• Aim: Copy word for word the records below, starting at the line that contains "of the tent" and ending with the line that contains "of the blue", both included.
-- start Entries provided --
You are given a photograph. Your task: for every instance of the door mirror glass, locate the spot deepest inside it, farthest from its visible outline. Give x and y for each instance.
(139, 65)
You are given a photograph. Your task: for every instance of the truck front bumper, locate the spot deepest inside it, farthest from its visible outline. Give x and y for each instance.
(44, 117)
-- end Entries provided --
-- start Entries provided --
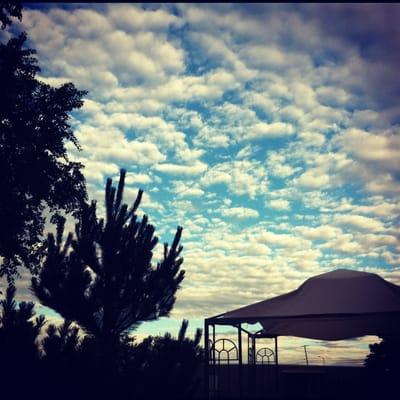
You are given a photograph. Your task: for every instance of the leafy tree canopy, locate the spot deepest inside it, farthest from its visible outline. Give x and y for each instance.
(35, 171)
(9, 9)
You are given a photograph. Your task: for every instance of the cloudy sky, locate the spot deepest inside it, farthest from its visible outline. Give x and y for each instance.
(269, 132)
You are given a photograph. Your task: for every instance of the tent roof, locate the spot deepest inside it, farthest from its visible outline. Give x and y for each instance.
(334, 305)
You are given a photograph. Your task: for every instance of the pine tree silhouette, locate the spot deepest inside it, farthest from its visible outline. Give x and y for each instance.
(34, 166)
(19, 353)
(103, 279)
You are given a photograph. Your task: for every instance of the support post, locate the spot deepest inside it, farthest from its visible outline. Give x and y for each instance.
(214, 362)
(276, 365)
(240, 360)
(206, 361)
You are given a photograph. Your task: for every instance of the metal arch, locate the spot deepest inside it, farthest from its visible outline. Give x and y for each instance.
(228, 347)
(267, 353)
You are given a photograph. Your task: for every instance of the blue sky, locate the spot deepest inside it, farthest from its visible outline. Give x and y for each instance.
-- end Entries provided --
-- start Entries provided --
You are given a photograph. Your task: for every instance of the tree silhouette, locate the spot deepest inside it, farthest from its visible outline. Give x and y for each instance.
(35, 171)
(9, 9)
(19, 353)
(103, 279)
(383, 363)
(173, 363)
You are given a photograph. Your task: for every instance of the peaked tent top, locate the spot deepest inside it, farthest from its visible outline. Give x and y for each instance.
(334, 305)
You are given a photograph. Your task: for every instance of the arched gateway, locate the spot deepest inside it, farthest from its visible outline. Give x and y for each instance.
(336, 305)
-- end Entries provided --
• Solution:
You are given a photograph. Your task: for every instance of the tent roof, locate the spot deepest inside it, farthest from its visible outline. Give x and y for each instance.
(334, 305)
You are given a photograph. Your task: for every instance of the pine tree silhouette, locate the spot deepest inside it, farthest from its visible outline. Give x and y for each instance.
(34, 166)
(19, 353)
(103, 279)
You are given a photograph. Your task: for every instance of the support post, locate the spot deepest inside it, farthest from its visible outline. Give x and y for each instance.
(214, 362)
(276, 365)
(240, 360)
(206, 361)
You are given a photograph. Your task: for every instance of the metal arch, locate the spot deepest inside it, farthest from its visible outline. Give x and y for each instance.
(228, 347)
(267, 353)
You are given a photograph. Your task: for every instance of the blue sky, locate the spot deepest inside it, farthest from its visible outline. Give x and y for each instance.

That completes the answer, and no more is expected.